Read the data and repeat it in full, exactly.

(SOURCE RECORDS)

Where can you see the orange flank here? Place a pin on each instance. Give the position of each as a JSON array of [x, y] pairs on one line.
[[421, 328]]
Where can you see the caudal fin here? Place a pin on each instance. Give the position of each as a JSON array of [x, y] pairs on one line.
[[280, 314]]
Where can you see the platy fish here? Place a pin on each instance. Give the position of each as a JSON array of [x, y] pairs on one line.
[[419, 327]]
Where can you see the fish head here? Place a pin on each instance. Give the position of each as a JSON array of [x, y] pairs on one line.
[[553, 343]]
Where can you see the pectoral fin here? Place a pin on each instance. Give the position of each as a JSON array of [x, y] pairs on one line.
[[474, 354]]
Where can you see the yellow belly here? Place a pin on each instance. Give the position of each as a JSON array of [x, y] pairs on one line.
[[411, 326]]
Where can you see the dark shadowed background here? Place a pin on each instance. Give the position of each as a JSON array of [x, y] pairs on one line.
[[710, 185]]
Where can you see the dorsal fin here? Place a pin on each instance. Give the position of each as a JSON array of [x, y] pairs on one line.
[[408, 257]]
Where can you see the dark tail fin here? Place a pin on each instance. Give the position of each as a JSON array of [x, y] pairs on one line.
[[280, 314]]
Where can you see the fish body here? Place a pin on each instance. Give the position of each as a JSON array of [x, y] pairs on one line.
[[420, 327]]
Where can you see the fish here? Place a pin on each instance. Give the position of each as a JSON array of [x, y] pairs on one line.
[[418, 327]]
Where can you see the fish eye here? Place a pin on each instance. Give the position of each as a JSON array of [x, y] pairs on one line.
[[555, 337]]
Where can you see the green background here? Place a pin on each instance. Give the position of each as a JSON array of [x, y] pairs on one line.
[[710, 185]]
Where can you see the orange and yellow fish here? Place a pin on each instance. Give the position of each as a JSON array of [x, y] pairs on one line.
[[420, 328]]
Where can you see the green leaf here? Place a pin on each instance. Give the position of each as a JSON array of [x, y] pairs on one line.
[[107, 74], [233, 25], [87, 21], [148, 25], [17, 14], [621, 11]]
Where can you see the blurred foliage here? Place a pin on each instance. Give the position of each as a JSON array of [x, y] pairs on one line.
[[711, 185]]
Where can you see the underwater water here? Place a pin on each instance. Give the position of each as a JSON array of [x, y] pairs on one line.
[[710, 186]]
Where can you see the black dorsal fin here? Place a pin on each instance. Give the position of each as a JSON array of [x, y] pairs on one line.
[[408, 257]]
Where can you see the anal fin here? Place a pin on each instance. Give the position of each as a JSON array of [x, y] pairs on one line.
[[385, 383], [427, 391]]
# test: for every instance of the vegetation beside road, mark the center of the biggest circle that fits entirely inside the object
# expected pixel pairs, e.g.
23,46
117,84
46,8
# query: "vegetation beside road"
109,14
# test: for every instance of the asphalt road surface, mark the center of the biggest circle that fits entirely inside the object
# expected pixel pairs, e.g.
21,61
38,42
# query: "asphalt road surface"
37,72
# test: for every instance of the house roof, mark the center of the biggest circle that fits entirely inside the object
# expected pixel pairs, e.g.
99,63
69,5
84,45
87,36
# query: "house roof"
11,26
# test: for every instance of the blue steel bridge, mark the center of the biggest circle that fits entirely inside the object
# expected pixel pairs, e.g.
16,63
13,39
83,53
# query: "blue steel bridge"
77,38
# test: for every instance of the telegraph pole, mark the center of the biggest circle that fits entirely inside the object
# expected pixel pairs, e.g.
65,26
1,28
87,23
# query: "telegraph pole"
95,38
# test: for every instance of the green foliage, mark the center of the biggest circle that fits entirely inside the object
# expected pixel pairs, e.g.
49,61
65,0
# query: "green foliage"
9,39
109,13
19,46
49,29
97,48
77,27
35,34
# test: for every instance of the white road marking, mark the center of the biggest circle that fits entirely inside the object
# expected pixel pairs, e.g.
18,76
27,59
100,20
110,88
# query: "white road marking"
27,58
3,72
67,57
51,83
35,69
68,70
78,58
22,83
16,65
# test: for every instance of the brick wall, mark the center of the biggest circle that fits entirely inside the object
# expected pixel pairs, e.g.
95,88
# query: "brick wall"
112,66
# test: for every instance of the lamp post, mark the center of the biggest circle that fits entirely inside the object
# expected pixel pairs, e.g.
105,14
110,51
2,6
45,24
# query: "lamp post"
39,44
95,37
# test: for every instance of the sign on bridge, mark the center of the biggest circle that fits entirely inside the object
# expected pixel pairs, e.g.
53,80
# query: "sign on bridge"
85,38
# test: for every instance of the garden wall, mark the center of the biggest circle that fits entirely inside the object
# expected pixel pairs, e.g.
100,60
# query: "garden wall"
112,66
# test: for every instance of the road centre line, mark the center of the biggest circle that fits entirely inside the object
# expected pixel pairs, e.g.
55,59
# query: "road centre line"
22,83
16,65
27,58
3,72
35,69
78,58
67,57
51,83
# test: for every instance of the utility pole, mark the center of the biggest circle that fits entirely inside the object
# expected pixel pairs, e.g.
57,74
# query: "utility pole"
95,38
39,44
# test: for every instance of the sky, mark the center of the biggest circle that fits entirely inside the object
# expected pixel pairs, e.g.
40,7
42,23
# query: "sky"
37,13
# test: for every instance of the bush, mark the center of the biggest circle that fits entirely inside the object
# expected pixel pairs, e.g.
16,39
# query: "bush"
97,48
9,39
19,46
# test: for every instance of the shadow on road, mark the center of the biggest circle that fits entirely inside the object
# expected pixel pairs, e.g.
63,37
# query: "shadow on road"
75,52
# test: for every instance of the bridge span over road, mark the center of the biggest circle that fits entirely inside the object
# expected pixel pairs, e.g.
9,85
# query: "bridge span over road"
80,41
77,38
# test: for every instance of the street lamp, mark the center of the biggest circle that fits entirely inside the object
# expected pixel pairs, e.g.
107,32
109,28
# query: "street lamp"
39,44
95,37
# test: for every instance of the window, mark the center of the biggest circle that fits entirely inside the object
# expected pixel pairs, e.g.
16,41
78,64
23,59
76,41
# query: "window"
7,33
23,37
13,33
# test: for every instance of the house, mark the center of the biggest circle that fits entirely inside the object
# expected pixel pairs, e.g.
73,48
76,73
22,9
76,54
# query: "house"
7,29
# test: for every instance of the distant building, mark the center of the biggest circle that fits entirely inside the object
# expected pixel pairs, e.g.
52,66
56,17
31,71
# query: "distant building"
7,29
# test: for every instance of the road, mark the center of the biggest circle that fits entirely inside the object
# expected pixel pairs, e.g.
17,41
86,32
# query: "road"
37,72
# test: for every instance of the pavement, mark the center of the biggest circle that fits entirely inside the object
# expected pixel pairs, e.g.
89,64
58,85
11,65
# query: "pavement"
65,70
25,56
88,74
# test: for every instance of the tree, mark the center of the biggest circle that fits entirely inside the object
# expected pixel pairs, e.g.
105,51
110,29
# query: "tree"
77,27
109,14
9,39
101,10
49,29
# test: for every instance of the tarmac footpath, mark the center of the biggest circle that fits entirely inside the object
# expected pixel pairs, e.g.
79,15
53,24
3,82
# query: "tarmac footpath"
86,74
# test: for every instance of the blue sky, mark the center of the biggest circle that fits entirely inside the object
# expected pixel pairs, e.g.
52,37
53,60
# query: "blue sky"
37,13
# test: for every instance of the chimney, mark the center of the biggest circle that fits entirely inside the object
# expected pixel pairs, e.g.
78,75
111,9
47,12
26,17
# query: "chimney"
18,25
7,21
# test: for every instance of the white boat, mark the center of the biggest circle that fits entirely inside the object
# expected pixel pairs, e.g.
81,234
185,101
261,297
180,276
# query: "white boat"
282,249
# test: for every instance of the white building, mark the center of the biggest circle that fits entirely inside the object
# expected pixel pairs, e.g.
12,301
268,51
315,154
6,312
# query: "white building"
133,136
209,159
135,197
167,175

(End SOURCE RECORDS)

▶ _SOLUTION BELOW_
Where can you see the orange flank here? Place a pin on each instance. Give the position of each as a JSON array of [x, y] pairs on one line.
[[421, 328]]
Where can you see the caudal fin here? Place a pin on each instance. Give the position of each as a JSON array of [x, y] pairs on one line.
[[280, 314]]
Where can you see the platy fish here? Place a pin on each instance. Give the position of each as a JSON array of [x, y] pairs on one line.
[[419, 327]]
Where can you see the fish head here? Place a pin on each instance. Give the position of each as a JSON array of [x, y] pairs on one line.
[[553, 343]]
Where can you see the pectoral fin here? Place a pin on each instance. Give the position of each as a JSON array of [x, y] pairs on one line.
[[474, 354]]
Where can you see the yellow belly here? Place a pin on each instance. Give the position of each as a JSON array of [x, y] pairs on one line.
[[411, 326]]
Where can you see the dark shadowed background here? Place a pin on each instance. Give the position of each as a JSON array of [x, y] pairs on one line.
[[710, 185]]
Where can you see the dorsal fin here? Place a pin on each instance. Give the position of each as a JSON array of [x, y] pairs on one line.
[[408, 257]]
Where can you see the dark tail fin here? Place a pin on each instance. Give the position of each as a JSON array of [x, y] pairs on one line.
[[280, 314]]
Where can you see the fish body here? Place a pin on each instance. Give the position of each as a JSON array of [x, y] pairs on one line.
[[420, 327]]
Where can you see the fish here? Place a pin on each instance. Give the position of each as a JSON array of [x, y] pairs on one line.
[[418, 327]]
Where can you see the fish eye here? Place a pin on each instance. Give the position of each as a JSON array of [x, y] pairs on one line.
[[555, 337]]
Where can you see the green background here? Place a pin on each instance. Give the position of each as a JSON array of [x, y] pairs on one line.
[[710, 185]]
Where can you see the orange and yellow fish here? Place a pin on each instance. Give the position of each as a JSON array of [x, y] pairs on one line.
[[420, 328]]
Where can you see the green leaf here? Place a pin on each instance. Give the position of each as a JSON array of [x, y] pairs on one line.
[[107, 74], [233, 25], [87, 21], [148, 25], [17, 14], [621, 11]]
Where can you see the blurred foliage here? Place a pin on each instance. Give the position of each as a JSON array of [x, y] pairs on one line.
[[711, 185]]
Where can you see the underwater water here? Place a pin on each instance. Give the position of each as a JSON array of [x, y] pairs on one line.
[[710, 186]]
Where can you see the black dorsal fin here? Place a pin on each instance. Give the position of each as a JSON array of [x, y] pairs on one line.
[[408, 257]]
Where can you see the anal fin here? Place a pin on each instance. Give the position of each as a JSON array of [x, y] pairs on one line.
[[385, 383], [427, 391]]
# test: for every instance of the vegetation beside road, mark the center of the biggest circle that fits entirely inside the object
# expected pixel pairs, e.g.
23,46
117,84
46,8
# query: "vegetation beside road"
109,14
# test: for every instance of the asphalt road surface, mark the center of the biggest circle that fits entirely inside the object
# expected pixel pairs, e.g.
21,61
38,42
# query: "asphalt road surface"
37,72
# test: for every instance of the house roof, mark the center of the biggest circle that fits entirely inside the object
# expected pixel pairs, e.g.
99,63
69,5
84,45
87,36
# query: "house roof"
11,26
# test: for every instance of the blue steel bridge, mark the center of the biggest circle that fits entirely inside the object
# expected pixel pairs, e.g.
16,63
13,39
83,53
# query: "blue steel bridge"
77,38
# test: for every instance of the telegraph pole, mark the center of the biggest circle that fits entirely inside the object
# expected pixel pairs, e.g.
65,26
1,28
87,23
# query: "telegraph pole"
95,38
# test: for every instance of the green foliage, mark the center of the biggest circle that fits entirely inside the object
# expected pixel pairs, e.g.
49,61
65,0
# query: "green foliage"
9,39
109,13
19,46
49,29
97,48
77,27
35,34
# test: for every instance of the white road marking, mark the center of the biggest circle that fits entirely inside the object
# expected pixel pairs, e.g.
18,76
27,59
100,20
110,88
# query: "white road marking"
27,58
3,72
67,57
51,83
35,69
68,70
78,58
22,83
16,65
# test: for every instance of the brick wall, mark the center of the biggest circle that fits entirely inside the object
# expected pixel pairs, e.g.
95,88
# query: "brick wall"
112,66
# test: for every instance of the lamp post, mark the center of the biggest circle that fits entirely inside the object
# expected pixel pairs, e.g.
105,14
110,51
2,6
45,24
# query: "lamp post"
39,44
95,37
# test: for every instance of the sign on bridge, mark the center of the biggest circle that fits entirely inside the object
# expected pixel pairs, e.g.
53,80
# query: "sign on bridge"
85,38
# test: for every instance of the garden wall, mark the center of the biggest circle that fits entirely inside the object
# expected pixel pairs, e.g.
100,60
# query: "garden wall"
112,66
# test: for every instance of the road centre line, mark the center of the biggest circle that fits entirely inside the object
# expected pixel pairs, e.g.
55,59
# query: "road centre line"
22,83
16,65
27,58
3,72
35,69
78,58
67,57
51,83
# test: for every instance of the utility pole, mark the center of the biggest circle that fits entirely inside the object
# expected pixel pairs, e.g.
57,74
# query: "utility pole"
95,38
39,44
# test: for every instance of the sky, mark the center of the biggest circle that fits entirely inside the object
# expected pixel pairs, e.g.
40,7
42,23
# query: "sky"
37,13
# test: for every instance of the bush, mark the center of the biggest circle that fits entirely inside the object
# expected pixel pairs, e.g.
16,39
# query: "bush"
97,48
9,39
19,46
# test: for every instance of the shadow on road, mark the center of the biggest circle that fits entirely inside the object
# expected pixel pairs, e.g.
63,37
# query: "shadow on road"
75,52
# test: for every instance of the bridge span over road, mark the center of the biggest circle that fits entirely inside the object
# expected pixel pairs, e.g.
9,85
# query: "bridge span over road"
80,41
77,38
# test: for every instance of the street lamp, mark the center of the biggest circle that fits entirely inside the object
# expected pixel pairs, e.g.
107,32
109,28
# query: "street lamp"
39,44
95,37
# test: for every instance of the window, mark the center of the biggest circle that fits entirely inside the object
# expected pixel pairs, e.g.
16,41
78,64
23,59
76,41
# query: "window"
7,33
23,37
13,33
# test: for every instance of the house, mark the center of the biggest circle that fits entirely inside the object
# expected pixel pairs, e.g.
73,48
76,73
22,9
76,54
# query: "house"
7,29
# test: for every instance of the distant building, mark the center of the biggest circle that fits entirely inside the object
# expected pixel pairs, e.g.
52,66
56,17
31,71
# query: "distant building"
7,29
# test: for every instance of the road, mark the center of the biggest circle that fits entirely inside the object
# expected pixel pairs, e.g.
17,41
86,32
# query: "road"
37,72
# test: for every instance of the pavement, mark the center of the biggest circle that fits entirely inside the object
# expected pixel pairs, e.g.
89,64
58,85
11,65
# query: "pavement"
65,70
25,56
88,74
# test: for every instance of the tree, mark the center of the biggest circle that fits entirely inside the object
# expected pixel pairs, e.g.
105,51
110,29
# query: "tree"
77,27
109,14
9,39
101,10
49,29
# test: for every instance of the tarmac footpath, mark the center of the biggest circle that fits entirely inside the object
# expected pixel pairs, e.g.
79,15
53,24
3,82
# query: "tarmac footpath"
86,74
# test: for every instance of the blue sky, mark the center of the biggest circle that fits entirely inside the object
# expected pixel pairs, e.g.
52,37
53,60
# query: "blue sky"
37,13
# test: for every instance of the chimney, mark the center of the biggest circle that fits entirely inside the object
# expected pixel pairs, e.g.
78,75
111,9
47,12
26,17
# query: "chimney"
18,25
7,21
# test: for every instance of the white boat, mark the center of the biggest circle that fits entirely inside the object
# expected pixel pairs, e.g.
81,234
185,101
261,297
180,276
# query: "white boat"
282,249
# test: for every instance of the white building, mark the center of the biggest circle that fits entirely inside the object
# expected pixel pairs, e.g.
12,301
268,51
315,154
6,312
# query: "white building"
133,136
209,159
135,197
167,175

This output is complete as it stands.